_SOURCE DOCUMENT:_
-*-

You have heard about sustainable traveling but what about as a Muslim traveler?
While we may all love to travel to the most viral cafes, the latest museums, and Instagrammable locations, tourism can often cause more harm than good.
For example, Mount Everest is now labeled as the “World’s Highest Garbage Dump” due to the amount of trash scattered across the mountains. This can cause serious health issues for the locals who survive on snowmelt as their water source.
Here is how you can approach traveling responsibly the Halal way:
Yes, overtourism is a real thing.
The holiday season is when we see traffic congestion in popular locations, emitting more carbon emissions. Trains may break down, which was what I experienced first-hand during Easter in London, and this will cause an inconvenience to local communities.
Consider taking additional leaves and traveling during non-peak seasons. It’s a bonus if you choose underrated destinations such as Lombok, Indonesia. Not only will you get cheaper fares, but also a more peaceful experience without the overwhelming crowd!
While single-use cutleries and disposable toiletries are super convenient, it is not convenient for the environment.
Try to bring a reusable water bottle and a reusable shopping bag to avoid using disposable items. You can also pack your own shampoo and soap in your reusable travel-sized bottles. This will reduce your overall waste as most of these disposable items are wrapped in plastic, causing more trash.
Also, purchasing a new water bottle every day can be costly.
Choose public transportation such as the train or bus to get around the city. If you have time, explore local attractions by cycling or on foot. You can burn some calories along the way too from all the walking you’ve done. I ended up burning 600 calories on a 20,000-step walk in a day around the city!
Noticed a nearby cafe that has few Google reviews? Why not show some support to these local communities?

-*-

_RAW DATA:_

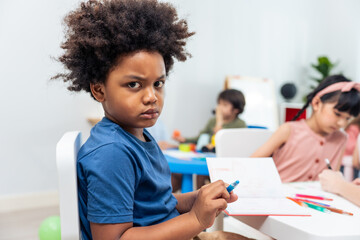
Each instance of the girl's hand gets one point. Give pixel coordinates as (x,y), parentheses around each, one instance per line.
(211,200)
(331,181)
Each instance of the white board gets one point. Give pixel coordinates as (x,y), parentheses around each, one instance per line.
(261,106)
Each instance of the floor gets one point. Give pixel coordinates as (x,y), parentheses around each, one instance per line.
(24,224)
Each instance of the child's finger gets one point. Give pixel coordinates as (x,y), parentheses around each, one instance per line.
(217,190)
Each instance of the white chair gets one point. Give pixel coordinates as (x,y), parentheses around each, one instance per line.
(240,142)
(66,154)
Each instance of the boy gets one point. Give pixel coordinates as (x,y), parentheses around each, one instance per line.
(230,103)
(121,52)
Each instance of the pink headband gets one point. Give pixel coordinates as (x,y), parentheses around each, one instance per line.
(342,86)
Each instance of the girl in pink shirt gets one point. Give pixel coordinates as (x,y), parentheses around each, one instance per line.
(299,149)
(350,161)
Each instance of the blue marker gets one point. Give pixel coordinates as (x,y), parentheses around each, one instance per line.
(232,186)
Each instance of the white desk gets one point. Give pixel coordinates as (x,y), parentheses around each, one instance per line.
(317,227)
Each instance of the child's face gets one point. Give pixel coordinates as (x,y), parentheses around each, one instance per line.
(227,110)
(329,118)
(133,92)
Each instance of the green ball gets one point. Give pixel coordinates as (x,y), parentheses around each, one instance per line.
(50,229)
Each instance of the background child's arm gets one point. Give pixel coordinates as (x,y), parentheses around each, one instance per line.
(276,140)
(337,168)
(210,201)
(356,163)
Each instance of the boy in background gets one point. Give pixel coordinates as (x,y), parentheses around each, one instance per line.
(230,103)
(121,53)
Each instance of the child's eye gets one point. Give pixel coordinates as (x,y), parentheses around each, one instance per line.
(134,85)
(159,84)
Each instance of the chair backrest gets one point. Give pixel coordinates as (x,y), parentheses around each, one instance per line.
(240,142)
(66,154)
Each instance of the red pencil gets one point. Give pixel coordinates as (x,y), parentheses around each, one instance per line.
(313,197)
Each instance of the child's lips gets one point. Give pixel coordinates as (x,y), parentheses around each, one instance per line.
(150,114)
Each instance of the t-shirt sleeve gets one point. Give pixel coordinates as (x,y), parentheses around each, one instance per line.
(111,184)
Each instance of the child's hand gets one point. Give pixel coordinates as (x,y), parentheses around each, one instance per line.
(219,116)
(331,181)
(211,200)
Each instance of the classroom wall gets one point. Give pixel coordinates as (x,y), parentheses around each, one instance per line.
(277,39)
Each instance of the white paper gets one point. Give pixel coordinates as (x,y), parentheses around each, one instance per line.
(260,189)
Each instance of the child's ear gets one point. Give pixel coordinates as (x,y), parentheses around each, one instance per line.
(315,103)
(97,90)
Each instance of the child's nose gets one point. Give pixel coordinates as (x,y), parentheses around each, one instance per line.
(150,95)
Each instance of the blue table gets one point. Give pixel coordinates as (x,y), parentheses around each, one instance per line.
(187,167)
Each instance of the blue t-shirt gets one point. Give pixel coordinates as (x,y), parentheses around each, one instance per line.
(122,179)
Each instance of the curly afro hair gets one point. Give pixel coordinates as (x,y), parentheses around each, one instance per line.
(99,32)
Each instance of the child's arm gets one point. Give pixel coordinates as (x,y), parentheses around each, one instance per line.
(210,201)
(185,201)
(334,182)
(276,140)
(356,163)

-*-

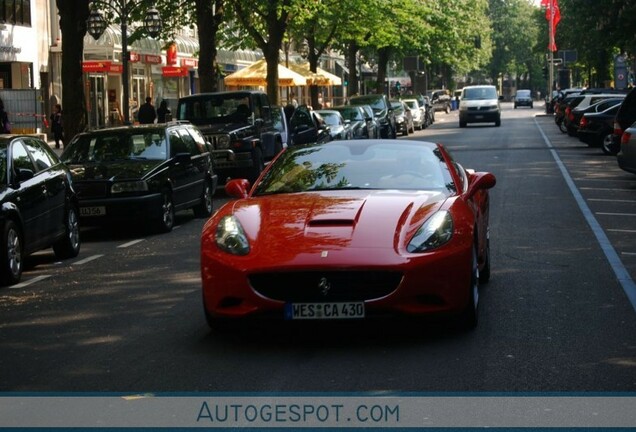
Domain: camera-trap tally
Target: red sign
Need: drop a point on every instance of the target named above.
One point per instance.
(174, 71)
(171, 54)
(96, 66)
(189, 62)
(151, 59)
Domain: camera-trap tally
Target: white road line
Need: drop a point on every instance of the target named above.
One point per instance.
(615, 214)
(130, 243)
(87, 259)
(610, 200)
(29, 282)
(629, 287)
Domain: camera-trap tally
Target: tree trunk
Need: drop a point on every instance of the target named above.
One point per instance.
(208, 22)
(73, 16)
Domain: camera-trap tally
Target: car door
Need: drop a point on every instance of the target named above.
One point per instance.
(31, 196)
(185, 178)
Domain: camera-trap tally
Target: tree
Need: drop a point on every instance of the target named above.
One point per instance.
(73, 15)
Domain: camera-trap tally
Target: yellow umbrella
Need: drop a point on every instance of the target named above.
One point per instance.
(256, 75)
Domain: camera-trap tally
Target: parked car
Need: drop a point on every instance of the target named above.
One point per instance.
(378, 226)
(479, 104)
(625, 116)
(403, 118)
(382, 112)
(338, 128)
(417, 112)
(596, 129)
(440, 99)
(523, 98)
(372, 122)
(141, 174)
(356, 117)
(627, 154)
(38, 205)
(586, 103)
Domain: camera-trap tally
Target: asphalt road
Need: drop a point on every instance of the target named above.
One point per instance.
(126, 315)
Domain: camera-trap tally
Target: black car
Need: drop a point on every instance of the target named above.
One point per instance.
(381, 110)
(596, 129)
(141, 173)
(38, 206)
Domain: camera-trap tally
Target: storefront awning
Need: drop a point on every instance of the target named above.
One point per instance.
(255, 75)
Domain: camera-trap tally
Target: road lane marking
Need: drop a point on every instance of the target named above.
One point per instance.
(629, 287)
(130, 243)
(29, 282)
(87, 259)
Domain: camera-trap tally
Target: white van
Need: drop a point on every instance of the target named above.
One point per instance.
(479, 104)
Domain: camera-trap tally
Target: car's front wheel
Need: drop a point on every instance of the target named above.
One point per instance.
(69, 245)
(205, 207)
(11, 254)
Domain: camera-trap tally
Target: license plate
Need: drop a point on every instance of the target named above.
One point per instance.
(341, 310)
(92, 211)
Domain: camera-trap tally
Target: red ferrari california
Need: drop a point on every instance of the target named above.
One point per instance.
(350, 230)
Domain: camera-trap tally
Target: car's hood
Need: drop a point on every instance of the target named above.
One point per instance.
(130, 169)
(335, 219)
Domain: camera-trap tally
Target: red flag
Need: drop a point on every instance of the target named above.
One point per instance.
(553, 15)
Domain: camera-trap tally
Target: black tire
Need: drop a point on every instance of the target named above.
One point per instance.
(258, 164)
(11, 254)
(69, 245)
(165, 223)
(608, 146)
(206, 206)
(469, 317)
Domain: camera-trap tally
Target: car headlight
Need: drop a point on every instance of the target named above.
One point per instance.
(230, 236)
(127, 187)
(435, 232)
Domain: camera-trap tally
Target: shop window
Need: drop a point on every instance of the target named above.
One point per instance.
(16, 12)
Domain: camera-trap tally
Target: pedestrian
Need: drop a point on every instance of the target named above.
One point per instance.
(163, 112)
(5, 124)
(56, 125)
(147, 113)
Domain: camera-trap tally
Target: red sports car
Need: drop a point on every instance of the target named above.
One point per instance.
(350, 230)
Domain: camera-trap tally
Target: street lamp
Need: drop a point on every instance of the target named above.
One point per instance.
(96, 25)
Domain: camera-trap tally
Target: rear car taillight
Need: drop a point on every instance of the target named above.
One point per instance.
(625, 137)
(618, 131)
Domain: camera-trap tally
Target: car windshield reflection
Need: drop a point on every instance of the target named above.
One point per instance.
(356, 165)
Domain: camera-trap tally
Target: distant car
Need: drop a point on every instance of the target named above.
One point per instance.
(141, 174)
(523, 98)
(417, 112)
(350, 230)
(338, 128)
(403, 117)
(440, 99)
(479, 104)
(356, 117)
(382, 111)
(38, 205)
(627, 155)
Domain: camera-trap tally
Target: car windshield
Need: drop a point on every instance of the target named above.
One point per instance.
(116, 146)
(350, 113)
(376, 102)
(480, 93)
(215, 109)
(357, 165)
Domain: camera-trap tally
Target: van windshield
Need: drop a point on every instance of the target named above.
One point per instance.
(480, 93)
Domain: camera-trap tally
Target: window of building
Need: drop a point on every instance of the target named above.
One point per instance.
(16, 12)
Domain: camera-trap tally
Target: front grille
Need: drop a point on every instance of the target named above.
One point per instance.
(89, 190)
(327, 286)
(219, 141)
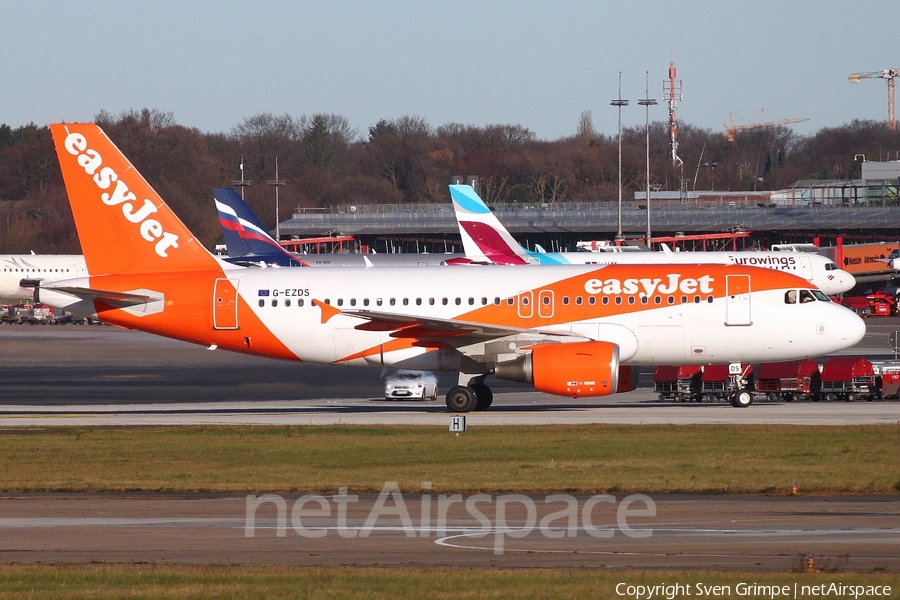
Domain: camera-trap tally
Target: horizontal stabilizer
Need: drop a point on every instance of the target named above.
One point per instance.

-*-

_REQUIRED ACTIONS:_
• 1. From the article on sustainable Muslim travel, list every means of getting around a city that it recommends.
• 2. Continue the article on sustainable Muslim travel after its last sentence.

_ANSWERS PROVIDED:_
• 1. Train, bus, cycling, on foot

• 2.
Rather than waiting in long queues to try a restaurant’s viral dish (which can sometimes be subpar in flavor), be adventurous and explore the surrounding neighborhood around you. This was how I discovered Hayat Paddington, a family-owned Halal restaurant that serves authentic Mediterranean meals.
You will definitely enjoy your trip more as you are not only giving back to the community but also saving time to explore other attractions!
While it can be easy to lose track of time when you are constantly moving to different places, prayer is still a No.1 priority. Think about seeking out locations with nearby mosques or places of worship so you can conduct your daily prayers with ease.
Research in advance what are the Halal restaurants and Halal food available in the area or if advanced booking for Halal requests is required. That way, you can make informed decisions without sacrificing your values and principles.
Sustainable traveling is being conscious of the social and environmental impact while visiting different communities and countries.
It focuses on long-term efforts to protect our surroundings for future generations as natural resources continue to deplete and pollution becomes rampant. This could also mean choosing to take transportation with lower carbon emissions.
We hope that you have picked up some practical guidelines on how you can become a sustainable Muslim traveler. Most importantly, always practice kindness whether it is to strangers or animals. Choose activities that do not exploit communities but preserve them.